Location identification entries

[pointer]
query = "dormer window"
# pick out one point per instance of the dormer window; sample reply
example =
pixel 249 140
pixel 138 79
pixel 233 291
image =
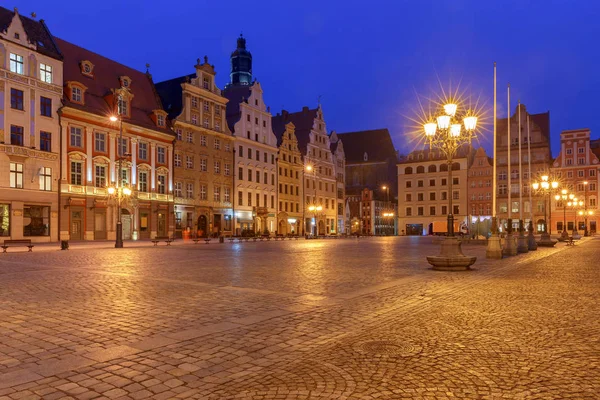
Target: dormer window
pixel 76 94
pixel 16 64
pixel 87 68
pixel 125 81
pixel 46 73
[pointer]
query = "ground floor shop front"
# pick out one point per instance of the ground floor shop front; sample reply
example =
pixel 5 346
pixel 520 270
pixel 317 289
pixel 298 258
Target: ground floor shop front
pixel 91 218
pixel 35 218
pixel 197 221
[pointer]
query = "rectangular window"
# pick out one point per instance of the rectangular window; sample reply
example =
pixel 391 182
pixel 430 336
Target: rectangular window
pixel 161 179
pixel 16 99
pixel 16 135
pixel 16 64
pixel 39 220
pixel 46 73
pixel 76 94
pixel 16 175
pixel 45 106
pixel 45 141
pixel 121 146
pixel 178 189
pixel 76 174
pixel 100 142
pixel 143 151
pixel 143 181
pixel 100 176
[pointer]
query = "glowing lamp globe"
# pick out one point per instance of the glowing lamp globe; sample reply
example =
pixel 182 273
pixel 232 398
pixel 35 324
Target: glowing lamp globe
pixel 450 109
pixel 455 130
pixel 470 123
pixel 430 128
pixel 443 122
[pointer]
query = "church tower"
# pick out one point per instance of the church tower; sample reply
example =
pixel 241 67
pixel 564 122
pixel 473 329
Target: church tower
pixel 241 64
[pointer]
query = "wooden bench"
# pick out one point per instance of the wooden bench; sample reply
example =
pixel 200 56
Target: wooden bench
pixel 16 243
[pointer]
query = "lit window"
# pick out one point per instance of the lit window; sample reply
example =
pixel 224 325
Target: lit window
pixel 76 137
pixel 76 94
pixel 100 176
pixel 16 175
pixel 45 141
pixel 76 174
pixel 16 64
pixel 46 73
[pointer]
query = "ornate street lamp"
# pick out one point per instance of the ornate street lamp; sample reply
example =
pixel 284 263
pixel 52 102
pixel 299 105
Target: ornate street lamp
pixel 576 204
pixel 564 196
pixel 545 187
pixel 447 135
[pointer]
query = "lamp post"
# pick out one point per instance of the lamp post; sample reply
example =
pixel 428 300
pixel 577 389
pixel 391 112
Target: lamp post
pixel 447 135
pixel 585 231
pixel 576 204
pixel 118 189
pixel 563 196
pixel 545 186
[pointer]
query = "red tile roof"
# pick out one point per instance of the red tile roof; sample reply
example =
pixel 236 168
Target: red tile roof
pixel 106 77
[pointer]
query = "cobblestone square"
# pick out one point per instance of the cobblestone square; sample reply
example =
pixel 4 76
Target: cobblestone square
pixel 308 319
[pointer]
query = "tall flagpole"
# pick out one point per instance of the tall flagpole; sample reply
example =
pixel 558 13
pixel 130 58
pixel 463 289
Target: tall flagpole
pixel 531 243
pixel 510 247
pixel 522 246
pixel 494 249
pixel 509 165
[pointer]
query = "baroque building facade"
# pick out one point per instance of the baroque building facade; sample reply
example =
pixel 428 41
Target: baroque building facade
pixel 255 175
pixel 535 138
pixel 31 85
pixel 480 191
pixel 290 175
pixel 576 168
pixel 94 157
pixel 423 191
pixel 320 184
pixel 203 160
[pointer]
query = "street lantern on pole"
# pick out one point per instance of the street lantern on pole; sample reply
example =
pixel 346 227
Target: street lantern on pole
pixel 448 132
pixel 564 196
pixel 545 187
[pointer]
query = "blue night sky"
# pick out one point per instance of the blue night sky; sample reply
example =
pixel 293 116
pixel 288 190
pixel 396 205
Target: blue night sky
pixel 367 60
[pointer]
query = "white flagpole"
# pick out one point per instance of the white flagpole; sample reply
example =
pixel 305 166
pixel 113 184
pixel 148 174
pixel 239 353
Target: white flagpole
pixel 509 228
pixel 494 174
pixel 520 171
pixel 529 171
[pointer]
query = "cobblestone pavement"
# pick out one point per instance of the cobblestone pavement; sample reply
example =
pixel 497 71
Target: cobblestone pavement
pixel 318 319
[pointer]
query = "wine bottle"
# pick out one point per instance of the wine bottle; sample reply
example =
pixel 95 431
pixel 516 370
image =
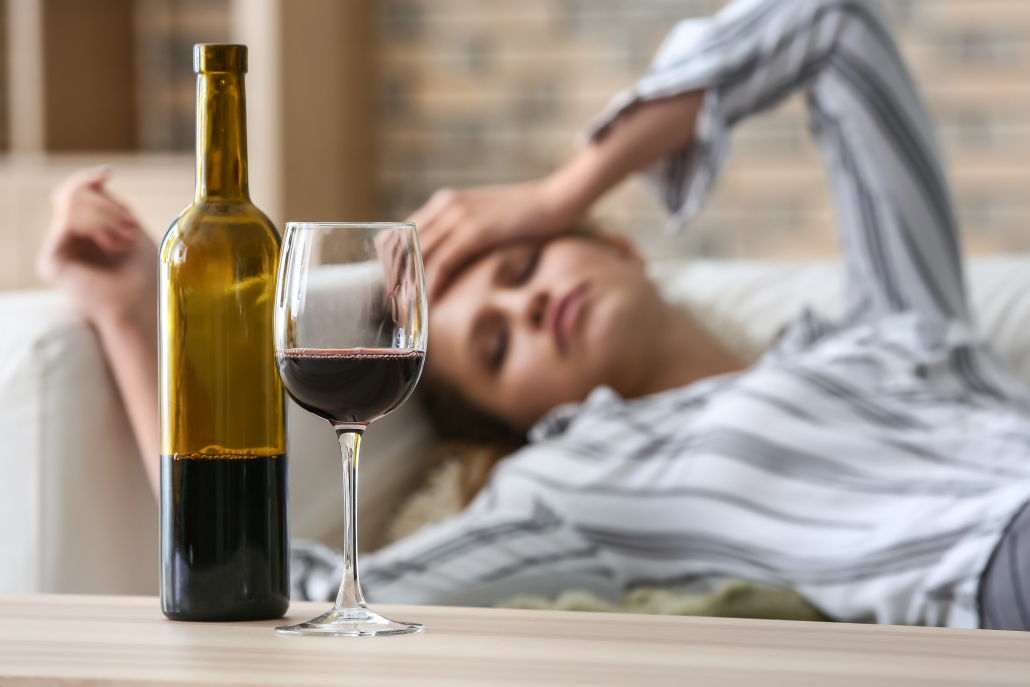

* [WORK INSTRUCTIONS]
Select every line in the data above that contains the word "ground", treating uppercase and lowercase letters as different.

* [RESULT FOR THIS EXERCISE]
query = "ground floor shop front"
# pick out one point per instance of the ground floor shop front; sample reply
Target: ground floor shop front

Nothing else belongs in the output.